■ **Given passage**:
== == ==

Who would not be thankful for this wonderful child who will just flash me the “I Love You” sign, just because he happens to be walking by or just randomly peek around the corner to say “I love you, Mom”.
Happy Thanksgiving…….
(To lighten the mood a just a little bit.)
Many of my stories are about my son, DC and his autism. I suppose this is one of them, in a round-about kind of way. Ten years later, this series of mishaps still makes me shake my head and laugh.
DC does not like to have “baby-sitters”. He is good with the people he had after school and now that he is finished with school, the people he has after work. He is fine with that because they are here when he gets home and I am not; I am still at work. If I am home and then leave him with someone; that is a whole different ball game. He doesn’t tolerate it well, at all.
Add that to that the fact that he will not go to sleep until I get home. He is all right for a few hours but after a while he will begin asking/ repeating “Mom is coming home soon”. There is nothing anyone can say to make him stop asking/repeating that phrase.
(File that, bit of information for later)
Now, on to Doug…..
Doug is always the last to embrace any sort of technology. In 2003 (or 2004), he did not own a cell phone. But, in his defense, that was still a time when not everyone owned cell phones. We were still required to actually KNOW other people’s phone numbers.
Doug had my cell phone number programmed into his landline – “Speed Dial #2” – my home phone was “Speed Dial #1”.

== == ==

■ **Available data**:
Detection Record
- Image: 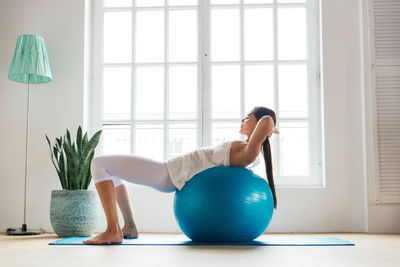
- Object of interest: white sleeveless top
[166,140,260,190]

== == ==

■ **Job A**:
Do the following statements agree with the story about DC and Doug? For each one, answer yes or no and quote the words of the story that decide it.
(i) DC will not go to sleep until his mother gets home.
(ii) In 2003 (or 2004), Doug owned a cell phone.
(iii) Doug's landline had the mother's home phone as Speed Dial #2.
■ **Job B**: Write out the part of the story about DC and Doug starting at "Many of my stories" and ending at "on to Doug…..".

■ **Complete output A**:
(i) Yes: "he will not go to sleep until I get home"
(ii) No: "he did not own a cell phone"
(iii) No: "my home phone was “Speed Dial #1”"

■ **Complete output B**:
Many of my stories are about my son, DC and his autism. I suppose this is one of them, in a round-about kind of way. Ten years later, this series of mishaps still makes me shake my head and laugh.
DC does not like to have “baby-sitters”. He is good with the people he had after school and now that he is finished with school, the people he has after work. He is fine with that because they are here when he gets home and I am not; I am still at work. If I am home and then leave him with someone; that is a whole different ball game. He doesn’t tolerate it well, at all.
Add that to that the fact that he will not go to sleep until I get home. He is all right for a few hours but after a while he will begin asking/ repeating “Mom is coming home soon”. There is nothing anyone can say to make him stop asking/repeating that phrase.
(File that, bit of information for later)
Now, on to Doug…..